*Aufgaben*:
- 1) Ändern Sie den Textauszug über Biofilme, indem Sie „Beton“ durch „Holz“ ersetzen. Geben Sie ihn ab den Worten „Zusätzlich profitieren Biofilme“ bis einschließlich „in wasserführenden Systemen.“ wieder.
- 2) Nennen Sie alle Oberflächenmaterialien, die der Textauszug über Biofilme als Ansiedlungsorte für Biofilme aufzählt.
- 3) Welche Bakterien hebt der Textauszug über Biofilme als Erzeuger von Schwefelwasserstoff besonders hervor?
::: Ausgewählter Abschnitt :::
Zusätzlich profitieren Biofilme von einer Vielzahl an Oberflächenmaterialien, auf denen sie sich ansiedeln können – von Metallen über Kunststoffe bis hin zu Beton oder Glas. Die Fähigkeit der Biofilme, sich an unterschiedlichsten Materialien zu befestigen und sich durch Zellteilung sowie Ausbreitung weiterzuentwickeln, macht sie zu einem dauerhaften Problem in wasserführenden Systemen.
Die schleimige Matrix, in der die Mikroorganismen eingebettet sind, schützt sie nicht nur vor mechanischer Abtragung, sondern auch vor chemischen Einflüssen wie Desinfektionsmitteln oder schwankenden pH-Werten. Dadurch sind Biofilme oft resistent gegenüber herkömmlichen Reinigungsmaßnahmen.
3. Korrosion durch Biofilme
Biofilme können maßgeblich zur Korrosion von Materialien beitragen – ein Phänomen, das als mikrobiologisch induzierte Korrosion (MIC) bekannt ist. Bestimmte Bakterienarten, insbesondere sulfatreduzierende Bakterien, produzieren Stoffwechselprodukte wie Schwefelwasserstoff, die metallische Oberflächen angreifen und schädigen.
::: Aufgeführte Einträge :::
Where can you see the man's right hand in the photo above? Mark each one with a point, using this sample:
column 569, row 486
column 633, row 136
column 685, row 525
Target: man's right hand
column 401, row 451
:::
*Lösungen*:
- 1)
Zusätzlich profitieren Biofilme von einer Vielzahl an Oberflächenmaterialien, auf denen sie sich ansiedeln können – von Metallen über Kunststoffe bis hin zu Holz oder Glas. Die Fähigkeit der Biofilme, sich an unterschiedlichsten Materialien zu befestigen und sich durch Zellteilung sowie Ausbreitung weiterzuentwickeln, macht sie zu einem dauerhaften Problem in wasserführenden Systemen.

- 2) Metalle, Kunststoffe, Beton, Glas

- 3) Sulfatreduzierende Bakterien